» EXERCISE PROMPT: Write out all of the entries that follow, word for word, but skip the pictures.

» DATA SUPPLIED:
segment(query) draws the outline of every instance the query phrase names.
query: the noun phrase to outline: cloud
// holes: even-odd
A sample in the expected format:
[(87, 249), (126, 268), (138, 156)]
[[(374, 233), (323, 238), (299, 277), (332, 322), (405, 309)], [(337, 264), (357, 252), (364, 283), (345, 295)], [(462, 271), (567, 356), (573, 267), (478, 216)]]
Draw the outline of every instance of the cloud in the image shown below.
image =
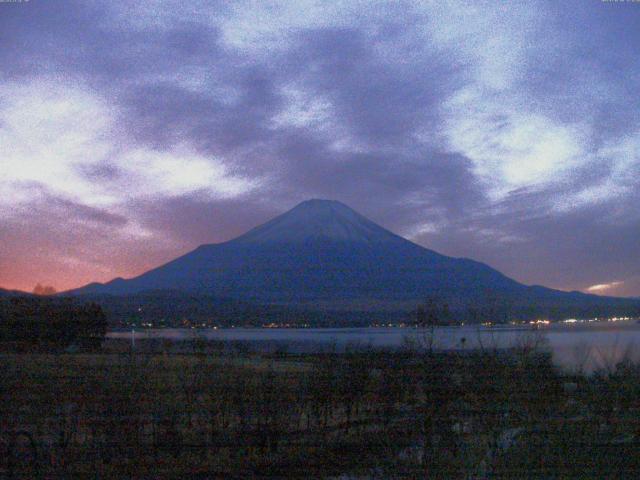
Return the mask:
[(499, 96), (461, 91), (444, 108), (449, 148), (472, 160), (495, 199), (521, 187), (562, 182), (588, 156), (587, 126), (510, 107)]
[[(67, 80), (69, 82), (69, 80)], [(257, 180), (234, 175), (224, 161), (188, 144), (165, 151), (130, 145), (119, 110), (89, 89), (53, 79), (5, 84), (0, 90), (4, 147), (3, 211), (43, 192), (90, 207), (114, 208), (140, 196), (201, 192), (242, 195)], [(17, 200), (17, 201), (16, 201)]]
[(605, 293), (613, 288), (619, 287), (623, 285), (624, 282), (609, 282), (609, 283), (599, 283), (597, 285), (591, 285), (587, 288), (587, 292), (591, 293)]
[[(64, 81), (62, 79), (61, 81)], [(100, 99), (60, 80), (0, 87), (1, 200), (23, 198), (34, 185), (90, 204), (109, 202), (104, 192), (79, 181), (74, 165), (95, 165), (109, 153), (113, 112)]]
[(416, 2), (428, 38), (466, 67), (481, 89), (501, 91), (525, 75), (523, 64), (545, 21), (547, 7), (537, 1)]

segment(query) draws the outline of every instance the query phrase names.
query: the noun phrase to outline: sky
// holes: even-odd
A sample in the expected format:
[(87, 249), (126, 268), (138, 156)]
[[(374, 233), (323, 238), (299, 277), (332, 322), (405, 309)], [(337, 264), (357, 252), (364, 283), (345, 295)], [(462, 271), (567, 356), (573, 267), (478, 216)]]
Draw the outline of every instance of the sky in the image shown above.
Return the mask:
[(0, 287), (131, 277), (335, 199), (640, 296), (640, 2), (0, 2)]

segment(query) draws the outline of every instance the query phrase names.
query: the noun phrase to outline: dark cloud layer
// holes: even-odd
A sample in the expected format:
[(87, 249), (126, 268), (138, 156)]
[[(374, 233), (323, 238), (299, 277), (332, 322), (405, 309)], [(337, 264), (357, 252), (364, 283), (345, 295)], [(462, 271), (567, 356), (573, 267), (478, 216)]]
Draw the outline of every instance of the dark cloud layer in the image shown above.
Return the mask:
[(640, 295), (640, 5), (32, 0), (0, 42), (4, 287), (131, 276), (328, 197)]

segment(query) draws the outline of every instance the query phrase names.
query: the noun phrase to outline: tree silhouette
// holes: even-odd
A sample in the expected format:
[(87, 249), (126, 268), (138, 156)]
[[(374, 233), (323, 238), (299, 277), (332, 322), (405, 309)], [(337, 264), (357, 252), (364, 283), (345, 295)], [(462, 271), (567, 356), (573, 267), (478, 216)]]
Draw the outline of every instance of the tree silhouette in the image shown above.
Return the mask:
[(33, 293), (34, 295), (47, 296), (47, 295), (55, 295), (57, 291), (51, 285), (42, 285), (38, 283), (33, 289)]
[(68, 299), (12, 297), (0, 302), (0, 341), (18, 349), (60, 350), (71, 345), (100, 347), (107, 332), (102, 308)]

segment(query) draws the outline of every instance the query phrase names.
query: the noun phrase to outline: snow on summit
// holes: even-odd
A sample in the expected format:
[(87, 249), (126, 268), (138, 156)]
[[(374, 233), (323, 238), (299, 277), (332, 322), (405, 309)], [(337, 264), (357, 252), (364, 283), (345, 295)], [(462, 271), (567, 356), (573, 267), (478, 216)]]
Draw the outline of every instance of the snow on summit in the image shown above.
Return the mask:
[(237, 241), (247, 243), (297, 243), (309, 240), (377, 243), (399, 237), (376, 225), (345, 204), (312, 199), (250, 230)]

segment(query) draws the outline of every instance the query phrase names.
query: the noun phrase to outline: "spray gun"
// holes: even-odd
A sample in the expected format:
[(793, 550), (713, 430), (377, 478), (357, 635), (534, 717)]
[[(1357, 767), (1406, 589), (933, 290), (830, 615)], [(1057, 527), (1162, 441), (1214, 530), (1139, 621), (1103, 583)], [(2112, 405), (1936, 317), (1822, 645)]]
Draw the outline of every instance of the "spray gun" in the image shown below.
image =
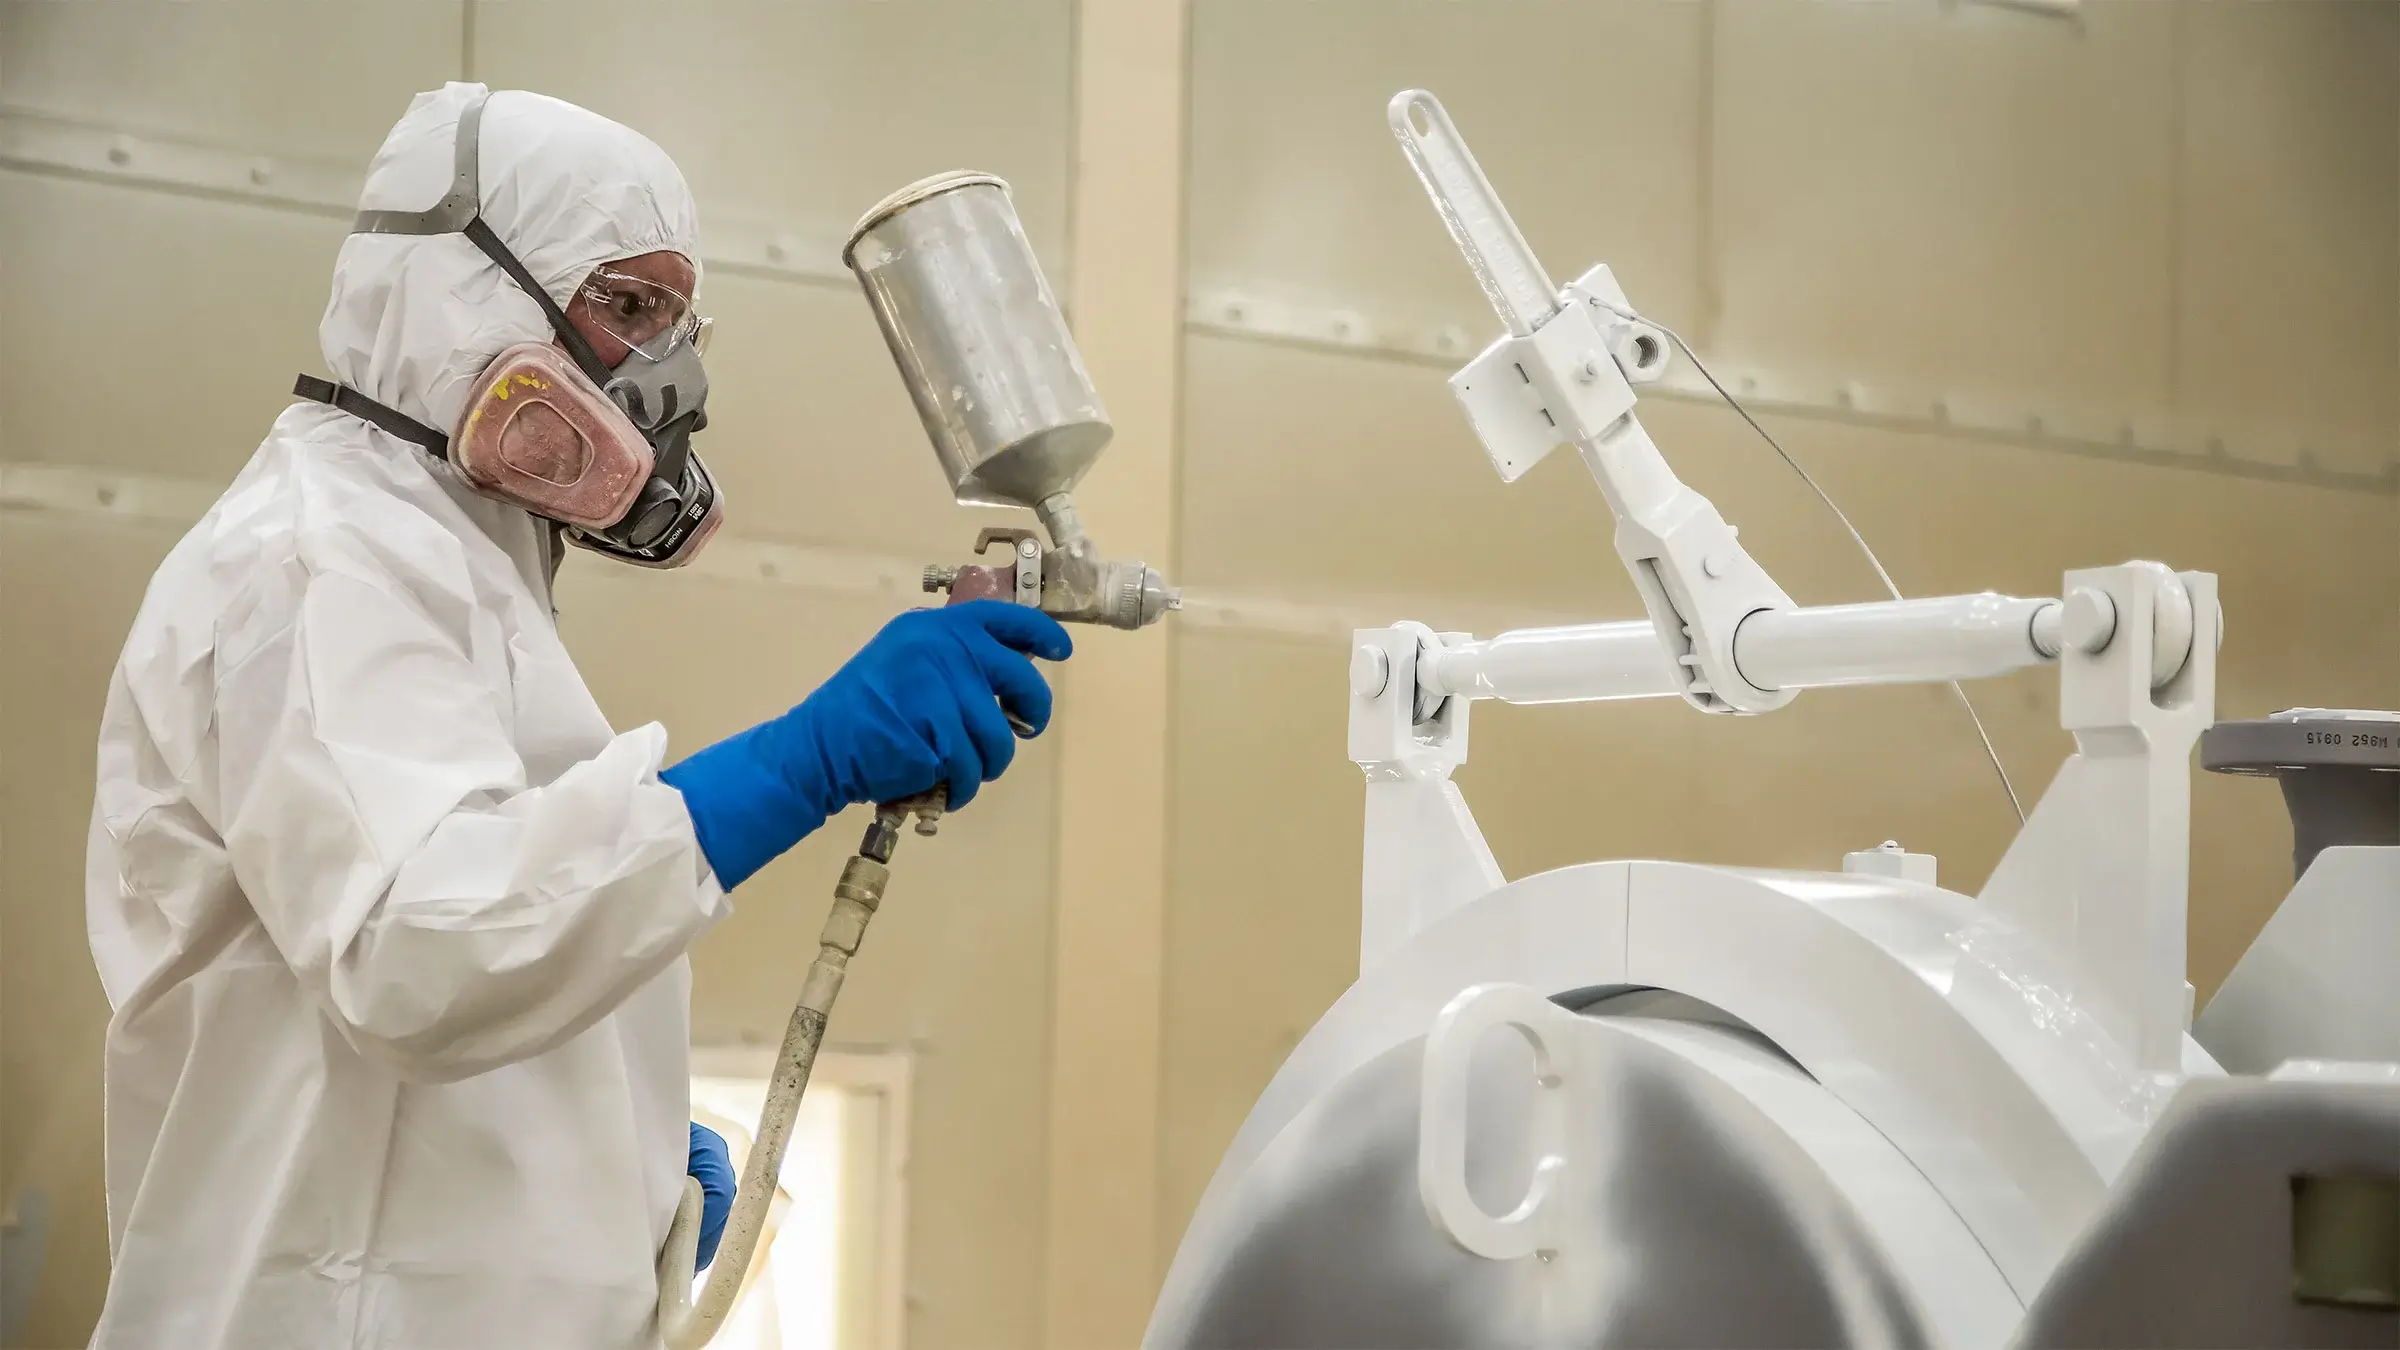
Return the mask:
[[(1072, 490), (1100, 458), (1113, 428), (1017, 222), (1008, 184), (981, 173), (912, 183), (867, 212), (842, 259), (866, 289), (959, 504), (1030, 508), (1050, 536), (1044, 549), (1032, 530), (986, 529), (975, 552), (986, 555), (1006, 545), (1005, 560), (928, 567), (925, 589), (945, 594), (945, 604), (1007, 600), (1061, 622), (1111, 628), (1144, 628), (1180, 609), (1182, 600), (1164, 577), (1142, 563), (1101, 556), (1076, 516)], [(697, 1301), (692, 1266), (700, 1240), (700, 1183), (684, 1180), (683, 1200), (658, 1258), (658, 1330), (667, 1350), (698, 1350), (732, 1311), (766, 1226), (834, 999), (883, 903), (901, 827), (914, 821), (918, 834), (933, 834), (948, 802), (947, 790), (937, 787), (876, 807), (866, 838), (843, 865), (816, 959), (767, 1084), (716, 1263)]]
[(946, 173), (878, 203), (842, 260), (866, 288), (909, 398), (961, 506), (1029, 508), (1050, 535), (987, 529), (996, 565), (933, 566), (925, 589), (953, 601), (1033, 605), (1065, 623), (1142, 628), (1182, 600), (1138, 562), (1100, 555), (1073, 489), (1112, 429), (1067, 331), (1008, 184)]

» EXERCISE OUTPUT:
segment(query) draws the outline of every instance the query phrase names.
query: the noun phrase to outline: cloud
// holes: even-odd
A sample in the expected format:
[(87, 249), (126, 268), (138, 156)]
[[(374, 233), (323, 238), (299, 277), (332, 322), (405, 309)], [(337, 264), (357, 252), (364, 283), (345, 295)], [(462, 271), (567, 356), (573, 267), (478, 216)]]
Draw the outline of every instance of the cloud in the image shown below.
image =
Return the mask:
[(499, 96), (461, 91), (444, 108), (449, 148), (472, 160), (495, 199), (521, 187), (562, 182), (588, 156), (587, 126), (510, 107)]
[[(67, 80), (69, 82), (69, 80)], [(257, 180), (234, 175), (224, 161), (188, 144), (165, 151), (130, 145), (119, 110), (89, 89), (53, 79), (5, 84), (0, 90), (4, 147), (3, 211), (43, 192), (90, 207), (114, 208), (140, 196), (201, 192), (242, 195)], [(17, 200), (17, 201), (16, 201)]]
[(605, 293), (613, 288), (619, 287), (623, 285), (624, 282), (609, 282), (609, 283), (599, 283), (597, 285), (591, 285), (587, 288), (587, 292), (591, 293)]
[[(64, 81), (62, 79), (61, 81)], [(100, 99), (60, 80), (0, 87), (1, 200), (23, 198), (34, 185), (90, 204), (109, 202), (104, 192), (79, 181), (74, 165), (95, 165), (109, 153), (113, 112)]]
[(416, 2), (428, 38), (466, 67), (481, 89), (501, 91), (525, 75), (523, 64), (545, 21), (547, 7), (537, 1)]

segment(query) draws the outline of every instance the query phrase names.
query: the noun phrase to outline: sky
// holes: even-odd
A sample in the expected format:
[(87, 249), (126, 268), (138, 156)]
[[(374, 233), (323, 238), (299, 277), (332, 322), (405, 309)], [(337, 264), (357, 252), (364, 283), (345, 295)], [(462, 271), (567, 356), (573, 267), (478, 216)]]
Draw the outline of every instance of the sky in the image shown above.
Return the mask:
[(0, 287), (131, 277), (335, 199), (640, 296), (640, 2), (0, 2)]

segment(query) draws the outline of every instance the query phrase names.
query: the noun phrase to outline: dark cloud layer
// holes: even-odd
A sample in the expected format:
[(87, 249), (126, 268), (138, 156)]
[[(374, 233), (323, 238), (299, 277), (332, 322), (405, 309)], [(337, 264), (357, 252), (364, 283), (345, 295)], [(462, 271), (567, 356), (573, 267), (478, 216)]]
Draw the outline of every instance of the dark cloud layer in the image shown above.
Return the mask:
[(640, 295), (640, 5), (32, 0), (0, 42), (4, 287), (131, 276), (328, 197)]

segment(query) draws the outline of every instance the query phrase names.
query: the noun phrase to outline: tree silhouette
// holes: even-odd
A sample in the expected format:
[(87, 249), (126, 268), (138, 156)]
[[(374, 233), (323, 238), (299, 277), (332, 322), (405, 309)], [(337, 264), (357, 252), (364, 283), (345, 295)], [(462, 271), (567, 356), (573, 267), (478, 216)]]
Draw the outline of every instance of the tree silhouette in the image shown above.
Return the mask:
[(33, 293), (34, 295), (47, 296), (47, 295), (55, 295), (57, 291), (51, 285), (42, 285), (38, 283), (33, 289)]
[(68, 299), (12, 297), (0, 302), (0, 341), (18, 349), (60, 350), (71, 345), (100, 347), (107, 332), (102, 308)]

segment(query) draws the outline of every instance the query phrase names.
query: the noun phrase to outline: snow on summit
// holes: even-odd
A sample in the expected format:
[(87, 249), (126, 268), (138, 156)]
[[(374, 233), (323, 238), (299, 277), (332, 322), (405, 309)], [(337, 264), (357, 252), (364, 283), (345, 295)], [(462, 271), (567, 356), (573, 267), (478, 216)]]
Draw the outline of every instance of the snow on summit in the image shown above.
Return the mask:
[(237, 241), (247, 243), (297, 243), (309, 240), (377, 243), (399, 237), (376, 225), (345, 204), (312, 199), (250, 230)]

segment(query) draws the outline of every instance the query phrase names.
query: the noun phrase to outline: "spray gun"
// holes: even-odd
A sample in the expected format:
[(793, 550), (713, 430), (377, 478), (357, 635), (534, 717)]
[[(1357, 767), (1406, 589), (933, 290), (830, 615)], [(1057, 527), (1162, 441), (1214, 530), (1139, 621), (1103, 583)], [(2112, 405), (1936, 317), (1822, 645)]]
Draw the outline of every instance of the "spray gun" in the image shown below.
image =
Return the mask:
[[(1072, 490), (1100, 458), (1113, 428), (1017, 222), (1008, 184), (981, 173), (912, 183), (867, 212), (842, 259), (866, 289), (959, 504), (1030, 508), (1050, 536), (1044, 549), (1032, 530), (986, 529), (975, 552), (986, 555), (1006, 545), (1005, 560), (928, 567), (925, 589), (945, 594), (945, 604), (1007, 600), (1061, 622), (1111, 628), (1144, 628), (1180, 609), (1182, 600), (1164, 577), (1142, 563), (1101, 556), (1076, 516)], [(697, 1301), (692, 1266), (700, 1240), (700, 1183), (684, 1180), (683, 1200), (658, 1258), (658, 1330), (667, 1350), (698, 1350), (732, 1311), (766, 1226), (834, 999), (883, 903), (901, 827), (914, 821), (918, 834), (933, 834), (948, 802), (947, 790), (937, 787), (876, 807), (866, 838), (843, 865), (816, 959), (767, 1084), (716, 1263)]]
[(946, 173), (878, 203), (842, 260), (866, 288), (909, 398), (961, 506), (1029, 508), (1050, 535), (987, 529), (996, 565), (933, 566), (925, 589), (953, 601), (1033, 605), (1065, 623), (1142, 628), (1182, 600), (1138, 562), (1100, 555), (1073, 489), (1112, 429), (1067, 331), (1008, 184)]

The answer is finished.